=== Exercise brief ===
Rewrite the rows from the line containing "query (the noun phrase to segment): man's" through the line containing "Return the outline of every instance of the man's" as a numbered list, skipping any blank lines.

=== Dataset extract ===
■ ■ ■ ■ ■ ■ ■

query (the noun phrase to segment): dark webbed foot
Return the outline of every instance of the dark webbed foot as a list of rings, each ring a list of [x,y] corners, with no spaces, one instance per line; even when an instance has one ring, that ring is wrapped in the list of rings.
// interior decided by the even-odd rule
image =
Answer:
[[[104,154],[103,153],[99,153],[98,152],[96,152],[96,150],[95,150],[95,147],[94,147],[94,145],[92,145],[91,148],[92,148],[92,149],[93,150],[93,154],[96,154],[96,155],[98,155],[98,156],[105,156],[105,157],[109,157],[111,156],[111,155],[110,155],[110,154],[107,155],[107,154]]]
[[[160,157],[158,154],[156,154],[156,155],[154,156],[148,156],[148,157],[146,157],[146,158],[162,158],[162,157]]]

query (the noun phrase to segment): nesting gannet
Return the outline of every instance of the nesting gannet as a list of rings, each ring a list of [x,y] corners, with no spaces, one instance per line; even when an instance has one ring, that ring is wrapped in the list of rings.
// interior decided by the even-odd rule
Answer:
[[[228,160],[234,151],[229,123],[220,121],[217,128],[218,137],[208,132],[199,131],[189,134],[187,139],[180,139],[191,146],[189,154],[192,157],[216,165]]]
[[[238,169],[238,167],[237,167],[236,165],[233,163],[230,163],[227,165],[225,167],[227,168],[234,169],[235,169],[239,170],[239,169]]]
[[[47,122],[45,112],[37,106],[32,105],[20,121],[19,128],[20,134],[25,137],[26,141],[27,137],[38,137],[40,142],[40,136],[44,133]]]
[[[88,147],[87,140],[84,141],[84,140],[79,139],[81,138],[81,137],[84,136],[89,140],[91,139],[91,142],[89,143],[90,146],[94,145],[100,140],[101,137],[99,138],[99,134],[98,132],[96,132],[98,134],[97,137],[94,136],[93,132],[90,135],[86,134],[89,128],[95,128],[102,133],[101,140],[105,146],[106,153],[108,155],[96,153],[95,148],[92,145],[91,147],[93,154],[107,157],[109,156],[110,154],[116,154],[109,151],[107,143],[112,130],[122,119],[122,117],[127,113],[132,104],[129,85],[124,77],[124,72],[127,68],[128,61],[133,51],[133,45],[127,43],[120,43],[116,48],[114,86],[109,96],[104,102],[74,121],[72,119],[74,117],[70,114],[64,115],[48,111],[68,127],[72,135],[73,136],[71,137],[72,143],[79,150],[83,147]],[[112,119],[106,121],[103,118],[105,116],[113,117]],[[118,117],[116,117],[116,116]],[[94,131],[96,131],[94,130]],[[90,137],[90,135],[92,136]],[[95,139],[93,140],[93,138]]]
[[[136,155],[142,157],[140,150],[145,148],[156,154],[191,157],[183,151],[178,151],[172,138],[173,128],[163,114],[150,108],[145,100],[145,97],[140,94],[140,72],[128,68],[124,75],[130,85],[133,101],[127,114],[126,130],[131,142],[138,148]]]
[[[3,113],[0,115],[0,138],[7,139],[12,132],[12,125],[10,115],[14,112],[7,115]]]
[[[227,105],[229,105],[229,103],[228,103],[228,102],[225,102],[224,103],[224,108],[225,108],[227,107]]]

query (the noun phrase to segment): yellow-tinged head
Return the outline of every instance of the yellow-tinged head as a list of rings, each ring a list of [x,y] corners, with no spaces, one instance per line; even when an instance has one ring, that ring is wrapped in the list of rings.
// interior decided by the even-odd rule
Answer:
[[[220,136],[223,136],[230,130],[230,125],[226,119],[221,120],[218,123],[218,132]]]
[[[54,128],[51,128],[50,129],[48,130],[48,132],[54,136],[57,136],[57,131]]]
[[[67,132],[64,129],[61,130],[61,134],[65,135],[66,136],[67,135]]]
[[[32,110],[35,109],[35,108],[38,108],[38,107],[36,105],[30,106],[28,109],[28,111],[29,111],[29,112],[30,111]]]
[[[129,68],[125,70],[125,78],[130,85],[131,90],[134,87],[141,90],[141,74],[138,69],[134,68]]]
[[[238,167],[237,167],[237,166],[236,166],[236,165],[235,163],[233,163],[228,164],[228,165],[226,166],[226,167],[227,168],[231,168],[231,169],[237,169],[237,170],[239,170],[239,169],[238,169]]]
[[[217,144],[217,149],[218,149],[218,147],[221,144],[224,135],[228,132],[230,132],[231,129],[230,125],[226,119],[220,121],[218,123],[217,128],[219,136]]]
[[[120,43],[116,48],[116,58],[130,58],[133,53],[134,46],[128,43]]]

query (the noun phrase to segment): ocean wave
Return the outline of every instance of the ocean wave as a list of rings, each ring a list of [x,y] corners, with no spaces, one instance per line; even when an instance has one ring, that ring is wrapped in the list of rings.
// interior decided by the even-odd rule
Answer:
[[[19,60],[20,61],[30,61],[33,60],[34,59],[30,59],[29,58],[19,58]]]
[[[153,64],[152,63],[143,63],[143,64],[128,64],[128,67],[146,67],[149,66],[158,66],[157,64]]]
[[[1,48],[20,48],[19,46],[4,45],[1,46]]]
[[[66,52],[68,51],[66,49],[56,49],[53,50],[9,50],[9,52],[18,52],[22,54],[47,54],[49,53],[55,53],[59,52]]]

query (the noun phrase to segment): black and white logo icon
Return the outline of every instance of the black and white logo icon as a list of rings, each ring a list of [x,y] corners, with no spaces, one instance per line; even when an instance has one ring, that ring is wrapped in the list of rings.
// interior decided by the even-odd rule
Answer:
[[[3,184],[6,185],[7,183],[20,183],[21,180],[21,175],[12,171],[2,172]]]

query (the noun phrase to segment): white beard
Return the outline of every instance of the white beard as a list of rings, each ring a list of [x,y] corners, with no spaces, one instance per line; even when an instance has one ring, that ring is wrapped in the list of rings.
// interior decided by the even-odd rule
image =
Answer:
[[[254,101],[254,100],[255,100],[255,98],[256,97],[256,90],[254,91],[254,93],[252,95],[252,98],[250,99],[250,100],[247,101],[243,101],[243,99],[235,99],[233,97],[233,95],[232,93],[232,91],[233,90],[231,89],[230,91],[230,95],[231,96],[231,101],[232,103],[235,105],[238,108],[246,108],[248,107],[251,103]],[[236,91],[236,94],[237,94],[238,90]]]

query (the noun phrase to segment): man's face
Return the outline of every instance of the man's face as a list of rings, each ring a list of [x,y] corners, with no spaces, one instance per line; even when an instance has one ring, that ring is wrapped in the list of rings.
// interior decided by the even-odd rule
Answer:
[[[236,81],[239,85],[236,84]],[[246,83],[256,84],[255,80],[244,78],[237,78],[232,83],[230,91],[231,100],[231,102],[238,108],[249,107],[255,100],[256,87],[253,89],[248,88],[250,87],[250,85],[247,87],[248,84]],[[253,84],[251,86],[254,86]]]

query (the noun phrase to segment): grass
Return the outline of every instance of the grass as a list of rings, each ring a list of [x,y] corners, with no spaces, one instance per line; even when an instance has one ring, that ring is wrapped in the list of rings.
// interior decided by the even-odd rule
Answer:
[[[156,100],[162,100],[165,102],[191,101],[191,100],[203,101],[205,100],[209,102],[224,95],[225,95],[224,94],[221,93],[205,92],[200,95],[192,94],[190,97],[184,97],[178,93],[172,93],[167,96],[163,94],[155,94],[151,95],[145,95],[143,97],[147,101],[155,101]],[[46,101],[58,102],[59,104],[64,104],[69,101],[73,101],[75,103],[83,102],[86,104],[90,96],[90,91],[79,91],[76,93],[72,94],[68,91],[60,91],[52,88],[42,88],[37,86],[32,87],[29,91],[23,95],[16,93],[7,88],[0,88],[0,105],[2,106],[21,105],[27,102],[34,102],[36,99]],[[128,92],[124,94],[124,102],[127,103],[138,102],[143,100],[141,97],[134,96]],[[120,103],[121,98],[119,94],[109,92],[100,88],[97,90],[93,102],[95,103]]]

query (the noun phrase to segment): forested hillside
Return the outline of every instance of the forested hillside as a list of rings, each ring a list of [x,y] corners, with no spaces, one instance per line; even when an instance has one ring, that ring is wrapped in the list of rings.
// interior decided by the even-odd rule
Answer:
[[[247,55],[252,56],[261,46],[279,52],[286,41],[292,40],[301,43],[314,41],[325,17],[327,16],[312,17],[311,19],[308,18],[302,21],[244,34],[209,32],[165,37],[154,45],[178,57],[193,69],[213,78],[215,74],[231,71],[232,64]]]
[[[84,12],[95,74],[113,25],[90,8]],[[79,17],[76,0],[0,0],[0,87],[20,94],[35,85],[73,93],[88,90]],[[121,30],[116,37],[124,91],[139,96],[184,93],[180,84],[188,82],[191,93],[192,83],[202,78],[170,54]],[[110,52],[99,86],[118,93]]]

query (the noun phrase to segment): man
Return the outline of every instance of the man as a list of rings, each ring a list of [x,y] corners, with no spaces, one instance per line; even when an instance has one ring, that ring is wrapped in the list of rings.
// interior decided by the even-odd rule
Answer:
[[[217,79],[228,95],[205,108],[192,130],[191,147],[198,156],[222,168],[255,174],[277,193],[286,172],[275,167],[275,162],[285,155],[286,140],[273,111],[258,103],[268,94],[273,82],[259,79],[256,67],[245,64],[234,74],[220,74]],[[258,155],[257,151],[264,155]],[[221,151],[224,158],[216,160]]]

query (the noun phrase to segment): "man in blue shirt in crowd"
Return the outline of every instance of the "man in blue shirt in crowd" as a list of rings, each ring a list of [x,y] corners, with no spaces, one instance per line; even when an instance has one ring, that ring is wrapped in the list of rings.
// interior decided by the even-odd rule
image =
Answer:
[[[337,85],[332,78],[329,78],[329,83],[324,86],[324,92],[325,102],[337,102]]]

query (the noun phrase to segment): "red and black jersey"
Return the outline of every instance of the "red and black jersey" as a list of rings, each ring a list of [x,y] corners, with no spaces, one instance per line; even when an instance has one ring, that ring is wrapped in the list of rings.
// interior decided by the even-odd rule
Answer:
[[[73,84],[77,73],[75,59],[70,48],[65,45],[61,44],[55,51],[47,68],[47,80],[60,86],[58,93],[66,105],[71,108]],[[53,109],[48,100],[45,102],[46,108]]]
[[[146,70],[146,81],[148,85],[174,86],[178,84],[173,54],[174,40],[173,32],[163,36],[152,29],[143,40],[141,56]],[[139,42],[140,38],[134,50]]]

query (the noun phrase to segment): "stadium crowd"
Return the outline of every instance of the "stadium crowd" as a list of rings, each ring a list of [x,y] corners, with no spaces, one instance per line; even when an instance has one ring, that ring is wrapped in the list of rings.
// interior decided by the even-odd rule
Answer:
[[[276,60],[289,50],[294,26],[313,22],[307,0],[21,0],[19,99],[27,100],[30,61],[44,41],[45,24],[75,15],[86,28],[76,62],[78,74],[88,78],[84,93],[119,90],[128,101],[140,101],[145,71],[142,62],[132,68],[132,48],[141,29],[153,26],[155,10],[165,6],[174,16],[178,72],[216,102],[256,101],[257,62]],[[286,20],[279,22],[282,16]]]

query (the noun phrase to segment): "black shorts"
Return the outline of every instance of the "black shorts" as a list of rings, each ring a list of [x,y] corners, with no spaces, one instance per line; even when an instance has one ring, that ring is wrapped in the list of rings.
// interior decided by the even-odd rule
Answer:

■ ■ ■ ■ ■ ■ ■

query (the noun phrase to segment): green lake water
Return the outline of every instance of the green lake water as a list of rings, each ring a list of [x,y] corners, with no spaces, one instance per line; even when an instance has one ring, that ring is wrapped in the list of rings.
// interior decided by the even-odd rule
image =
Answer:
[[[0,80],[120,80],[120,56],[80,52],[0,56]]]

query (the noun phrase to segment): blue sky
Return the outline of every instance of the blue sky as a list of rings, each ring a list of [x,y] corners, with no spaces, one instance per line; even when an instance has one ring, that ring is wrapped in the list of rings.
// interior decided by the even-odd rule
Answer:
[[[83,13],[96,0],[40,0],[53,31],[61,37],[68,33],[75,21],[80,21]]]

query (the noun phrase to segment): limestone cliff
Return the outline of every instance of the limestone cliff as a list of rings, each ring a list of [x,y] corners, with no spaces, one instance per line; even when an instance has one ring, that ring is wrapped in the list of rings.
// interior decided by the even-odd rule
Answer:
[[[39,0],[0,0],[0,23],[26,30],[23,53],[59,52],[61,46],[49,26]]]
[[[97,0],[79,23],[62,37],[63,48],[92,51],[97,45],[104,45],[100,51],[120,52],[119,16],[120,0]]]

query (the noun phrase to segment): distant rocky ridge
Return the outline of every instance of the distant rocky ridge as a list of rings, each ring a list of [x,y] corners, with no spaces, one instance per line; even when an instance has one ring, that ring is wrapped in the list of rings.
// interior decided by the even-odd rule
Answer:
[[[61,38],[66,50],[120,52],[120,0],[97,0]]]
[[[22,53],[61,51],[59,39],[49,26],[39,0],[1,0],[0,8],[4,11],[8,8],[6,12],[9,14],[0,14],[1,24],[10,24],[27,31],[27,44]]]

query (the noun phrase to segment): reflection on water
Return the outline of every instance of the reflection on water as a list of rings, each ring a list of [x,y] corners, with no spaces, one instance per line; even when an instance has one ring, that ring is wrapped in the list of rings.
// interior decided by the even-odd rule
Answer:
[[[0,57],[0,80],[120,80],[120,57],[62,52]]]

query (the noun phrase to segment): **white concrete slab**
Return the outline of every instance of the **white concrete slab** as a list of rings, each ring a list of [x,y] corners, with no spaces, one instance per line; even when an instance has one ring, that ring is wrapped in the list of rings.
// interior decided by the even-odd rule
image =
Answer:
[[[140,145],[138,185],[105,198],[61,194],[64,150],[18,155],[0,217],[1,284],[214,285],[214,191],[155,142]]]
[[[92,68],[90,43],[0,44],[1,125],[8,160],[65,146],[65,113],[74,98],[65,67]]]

■ ■ ■ ■ ■ ■ ■

=== Task result ===
1. query (the noun phrase to segment): man's face
2. Return the outline of every instance of the man's face as a list of rings, each ring a list of [x,y] corners, with no spaces, one instance per line; even when an instance has one ring, that ring is wrapped in the list of rings.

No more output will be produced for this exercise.